*** Opening ENTRIES SHOWN ***

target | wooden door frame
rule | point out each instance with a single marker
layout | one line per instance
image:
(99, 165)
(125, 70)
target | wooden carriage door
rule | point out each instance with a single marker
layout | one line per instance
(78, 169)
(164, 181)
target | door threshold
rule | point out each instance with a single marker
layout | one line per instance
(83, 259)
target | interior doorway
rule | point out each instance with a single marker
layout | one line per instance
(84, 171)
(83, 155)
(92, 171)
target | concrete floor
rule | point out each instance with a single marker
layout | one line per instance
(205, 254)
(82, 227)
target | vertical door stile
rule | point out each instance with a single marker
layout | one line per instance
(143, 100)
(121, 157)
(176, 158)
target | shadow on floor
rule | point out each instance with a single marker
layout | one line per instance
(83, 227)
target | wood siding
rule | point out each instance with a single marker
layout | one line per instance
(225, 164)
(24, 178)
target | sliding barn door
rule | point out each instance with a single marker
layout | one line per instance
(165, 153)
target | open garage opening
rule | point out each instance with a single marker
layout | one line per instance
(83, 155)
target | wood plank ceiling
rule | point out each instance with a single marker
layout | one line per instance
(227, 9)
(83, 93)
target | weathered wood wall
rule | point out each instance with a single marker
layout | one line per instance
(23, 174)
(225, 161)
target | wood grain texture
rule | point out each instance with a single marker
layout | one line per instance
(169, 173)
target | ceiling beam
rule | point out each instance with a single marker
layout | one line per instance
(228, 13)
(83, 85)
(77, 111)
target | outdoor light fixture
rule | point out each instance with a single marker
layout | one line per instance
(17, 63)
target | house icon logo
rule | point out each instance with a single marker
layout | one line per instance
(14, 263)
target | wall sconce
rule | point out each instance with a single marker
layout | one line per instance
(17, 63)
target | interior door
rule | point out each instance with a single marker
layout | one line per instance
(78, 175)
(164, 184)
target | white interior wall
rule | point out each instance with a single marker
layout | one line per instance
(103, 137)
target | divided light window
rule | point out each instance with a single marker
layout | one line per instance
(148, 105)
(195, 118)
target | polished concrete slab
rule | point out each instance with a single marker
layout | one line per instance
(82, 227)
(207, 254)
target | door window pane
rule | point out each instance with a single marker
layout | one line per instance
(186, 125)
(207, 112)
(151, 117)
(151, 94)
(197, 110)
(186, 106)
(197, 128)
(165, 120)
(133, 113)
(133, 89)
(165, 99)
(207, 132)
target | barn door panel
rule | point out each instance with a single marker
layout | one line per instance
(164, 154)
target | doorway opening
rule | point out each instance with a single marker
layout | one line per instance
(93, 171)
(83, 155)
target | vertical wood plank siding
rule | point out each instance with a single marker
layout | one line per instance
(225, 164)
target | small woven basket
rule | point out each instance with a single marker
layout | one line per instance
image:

*** Closing ENTRIES SHOWN ***
*** Opening ENTRIES SHOWN ***

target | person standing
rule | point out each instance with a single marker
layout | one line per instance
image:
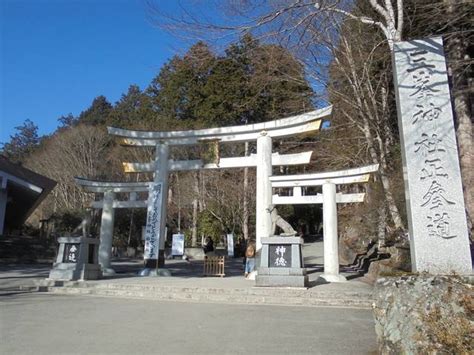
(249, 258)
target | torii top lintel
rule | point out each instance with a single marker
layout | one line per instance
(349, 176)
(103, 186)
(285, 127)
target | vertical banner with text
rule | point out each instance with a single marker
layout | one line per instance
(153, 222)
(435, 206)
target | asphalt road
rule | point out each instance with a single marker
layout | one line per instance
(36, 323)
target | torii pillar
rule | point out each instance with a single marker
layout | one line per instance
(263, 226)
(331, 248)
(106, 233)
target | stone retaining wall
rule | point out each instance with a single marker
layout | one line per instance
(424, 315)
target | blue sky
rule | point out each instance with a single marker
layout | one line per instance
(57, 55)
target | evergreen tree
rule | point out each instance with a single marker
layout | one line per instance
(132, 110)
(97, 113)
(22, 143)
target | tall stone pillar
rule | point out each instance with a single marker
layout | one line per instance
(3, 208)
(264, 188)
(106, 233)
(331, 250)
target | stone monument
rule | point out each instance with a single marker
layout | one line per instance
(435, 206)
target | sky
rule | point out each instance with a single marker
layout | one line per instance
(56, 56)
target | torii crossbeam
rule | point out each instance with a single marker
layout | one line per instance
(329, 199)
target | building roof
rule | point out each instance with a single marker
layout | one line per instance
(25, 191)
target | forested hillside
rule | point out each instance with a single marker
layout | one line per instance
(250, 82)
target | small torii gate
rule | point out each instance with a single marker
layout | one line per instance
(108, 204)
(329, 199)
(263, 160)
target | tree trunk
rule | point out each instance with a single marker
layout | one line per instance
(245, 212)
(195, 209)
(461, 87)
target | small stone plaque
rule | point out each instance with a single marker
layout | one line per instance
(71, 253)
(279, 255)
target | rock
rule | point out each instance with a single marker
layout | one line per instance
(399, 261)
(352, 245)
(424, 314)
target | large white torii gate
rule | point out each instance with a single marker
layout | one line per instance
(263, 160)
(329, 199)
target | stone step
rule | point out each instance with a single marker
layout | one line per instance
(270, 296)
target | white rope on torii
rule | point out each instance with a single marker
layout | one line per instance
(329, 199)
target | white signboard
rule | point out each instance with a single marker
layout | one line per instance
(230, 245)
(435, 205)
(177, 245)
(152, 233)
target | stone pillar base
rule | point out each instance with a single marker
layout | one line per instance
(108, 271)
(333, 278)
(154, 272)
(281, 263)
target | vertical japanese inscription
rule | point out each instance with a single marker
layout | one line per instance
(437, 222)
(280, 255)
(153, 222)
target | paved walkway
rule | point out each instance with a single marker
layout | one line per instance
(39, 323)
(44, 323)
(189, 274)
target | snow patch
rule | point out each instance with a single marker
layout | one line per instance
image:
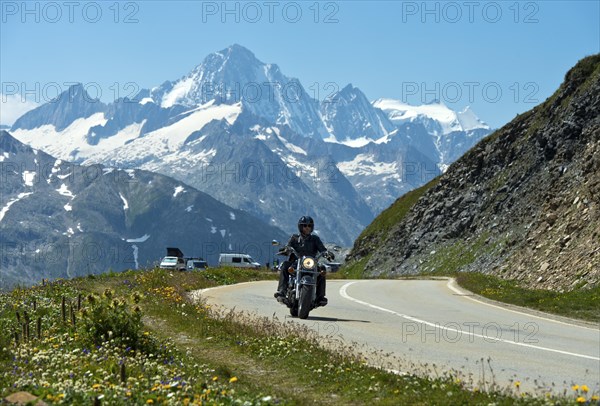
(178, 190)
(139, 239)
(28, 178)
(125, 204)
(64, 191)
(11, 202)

*** Closing ENTRIES SHOWN ***

# TASK DIRECTIONS
Go to the line with "target | wooden door frame" in the entries above and repeat every line from there through the line with "target | door threshold", exactly and with no other text.

# REPLY
target | wooden door frame
rule | point out each instance with a single marker
layout | one line per instance
image:
(99, 165)
(125, 70)
target | wooden carriage door
rule | point out each instance with a single marker
layout | one line per instance
(78, 169)
(164, 181)
target | door threshold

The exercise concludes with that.